Look in the data below for the line that contains "the yellow excavator". Copy that line and the remaining lines exactly.

(Location labeling records)

○ ○ ○ ○

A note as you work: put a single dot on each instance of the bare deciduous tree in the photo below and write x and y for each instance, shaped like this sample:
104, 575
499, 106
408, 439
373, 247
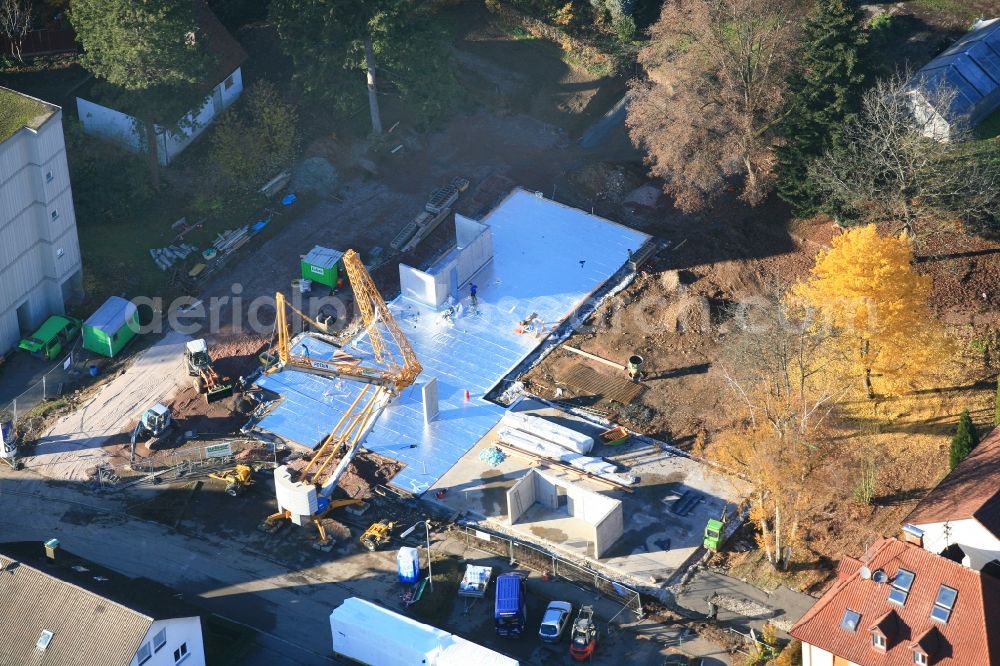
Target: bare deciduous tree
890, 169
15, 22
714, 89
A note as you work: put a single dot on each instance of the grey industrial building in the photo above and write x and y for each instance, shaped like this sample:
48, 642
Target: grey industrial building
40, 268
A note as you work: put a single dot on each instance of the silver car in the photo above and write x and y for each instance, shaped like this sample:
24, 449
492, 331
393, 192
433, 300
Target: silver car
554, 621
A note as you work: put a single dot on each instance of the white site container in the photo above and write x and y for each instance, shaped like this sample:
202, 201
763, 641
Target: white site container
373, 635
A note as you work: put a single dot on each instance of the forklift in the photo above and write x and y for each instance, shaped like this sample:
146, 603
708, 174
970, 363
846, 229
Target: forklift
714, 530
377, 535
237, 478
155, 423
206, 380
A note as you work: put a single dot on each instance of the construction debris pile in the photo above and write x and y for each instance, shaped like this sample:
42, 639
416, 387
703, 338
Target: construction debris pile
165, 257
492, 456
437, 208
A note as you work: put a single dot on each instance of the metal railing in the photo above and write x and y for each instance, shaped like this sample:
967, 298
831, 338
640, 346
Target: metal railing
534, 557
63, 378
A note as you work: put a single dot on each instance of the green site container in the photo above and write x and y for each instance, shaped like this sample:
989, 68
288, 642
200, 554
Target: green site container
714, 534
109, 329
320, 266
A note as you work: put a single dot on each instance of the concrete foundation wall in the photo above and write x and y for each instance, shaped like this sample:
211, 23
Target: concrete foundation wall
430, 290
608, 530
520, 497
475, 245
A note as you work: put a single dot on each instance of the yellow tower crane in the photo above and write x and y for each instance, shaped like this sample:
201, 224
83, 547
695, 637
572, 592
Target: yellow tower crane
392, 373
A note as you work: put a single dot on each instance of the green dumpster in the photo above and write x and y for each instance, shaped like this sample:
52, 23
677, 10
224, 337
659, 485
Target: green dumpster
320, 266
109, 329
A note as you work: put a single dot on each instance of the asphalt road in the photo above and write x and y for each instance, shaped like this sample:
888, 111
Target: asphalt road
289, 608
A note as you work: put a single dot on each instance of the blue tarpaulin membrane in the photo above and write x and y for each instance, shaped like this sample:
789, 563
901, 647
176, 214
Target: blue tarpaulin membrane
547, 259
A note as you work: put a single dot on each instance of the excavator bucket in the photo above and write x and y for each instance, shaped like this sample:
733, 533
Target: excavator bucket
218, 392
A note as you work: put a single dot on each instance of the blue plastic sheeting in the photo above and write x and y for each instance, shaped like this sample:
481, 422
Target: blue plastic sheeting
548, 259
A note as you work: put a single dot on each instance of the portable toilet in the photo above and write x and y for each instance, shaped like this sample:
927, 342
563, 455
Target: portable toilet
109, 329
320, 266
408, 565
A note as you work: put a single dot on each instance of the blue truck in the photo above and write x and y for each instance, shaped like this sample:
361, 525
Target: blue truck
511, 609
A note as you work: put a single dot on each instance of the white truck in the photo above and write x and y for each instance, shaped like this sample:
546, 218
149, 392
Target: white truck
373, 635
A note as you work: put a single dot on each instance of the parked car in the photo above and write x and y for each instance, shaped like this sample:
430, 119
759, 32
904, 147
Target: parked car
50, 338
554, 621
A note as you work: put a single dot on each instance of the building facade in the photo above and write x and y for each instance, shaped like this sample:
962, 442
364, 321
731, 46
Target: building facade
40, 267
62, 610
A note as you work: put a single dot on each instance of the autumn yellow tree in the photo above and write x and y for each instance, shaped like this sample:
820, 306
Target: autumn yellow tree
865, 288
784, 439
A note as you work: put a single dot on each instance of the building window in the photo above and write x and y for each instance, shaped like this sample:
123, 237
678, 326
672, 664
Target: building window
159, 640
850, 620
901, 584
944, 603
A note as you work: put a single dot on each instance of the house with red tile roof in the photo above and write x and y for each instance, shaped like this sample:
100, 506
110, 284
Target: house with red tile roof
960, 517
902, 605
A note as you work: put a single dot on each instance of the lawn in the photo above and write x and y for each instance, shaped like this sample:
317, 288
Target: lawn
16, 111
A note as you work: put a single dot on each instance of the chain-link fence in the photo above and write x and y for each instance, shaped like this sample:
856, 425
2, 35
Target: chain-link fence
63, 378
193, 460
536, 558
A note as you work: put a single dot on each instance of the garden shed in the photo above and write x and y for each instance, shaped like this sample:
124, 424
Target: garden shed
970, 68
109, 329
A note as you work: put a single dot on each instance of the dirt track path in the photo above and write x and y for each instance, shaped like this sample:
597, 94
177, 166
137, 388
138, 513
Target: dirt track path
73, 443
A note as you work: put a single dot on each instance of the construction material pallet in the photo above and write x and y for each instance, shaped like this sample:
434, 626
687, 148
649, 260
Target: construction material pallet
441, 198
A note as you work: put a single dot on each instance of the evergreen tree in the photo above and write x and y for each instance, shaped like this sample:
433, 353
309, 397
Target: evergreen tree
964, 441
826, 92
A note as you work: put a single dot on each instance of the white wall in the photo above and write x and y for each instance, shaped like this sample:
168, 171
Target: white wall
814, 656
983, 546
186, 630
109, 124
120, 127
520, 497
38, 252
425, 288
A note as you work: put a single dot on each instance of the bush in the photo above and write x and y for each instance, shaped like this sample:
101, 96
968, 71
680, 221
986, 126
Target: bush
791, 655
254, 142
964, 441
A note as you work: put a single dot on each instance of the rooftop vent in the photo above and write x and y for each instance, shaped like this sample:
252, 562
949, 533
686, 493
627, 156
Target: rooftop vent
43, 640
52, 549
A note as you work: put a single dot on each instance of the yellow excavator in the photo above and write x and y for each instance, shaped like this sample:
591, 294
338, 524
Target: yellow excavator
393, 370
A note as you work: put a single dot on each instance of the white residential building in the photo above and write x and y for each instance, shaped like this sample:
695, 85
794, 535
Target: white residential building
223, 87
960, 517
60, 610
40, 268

○ ○ ○ ○

# ANSWER TO THIS TASK:
A note as you work: put a single dot on each instance of the yellow excavator in the photo above and write x and y for each instance, shaped like this sample:
591, 294
338, 524
Target: yellow excavator
393, 370
A note as you work: put a single dot on each instance of the white residential building in the photo above and write x and y for each instance, shaped like this sample:
695, 85
794, 535
Target: white residential building
223, 87
960, 517
60, 610
40, 268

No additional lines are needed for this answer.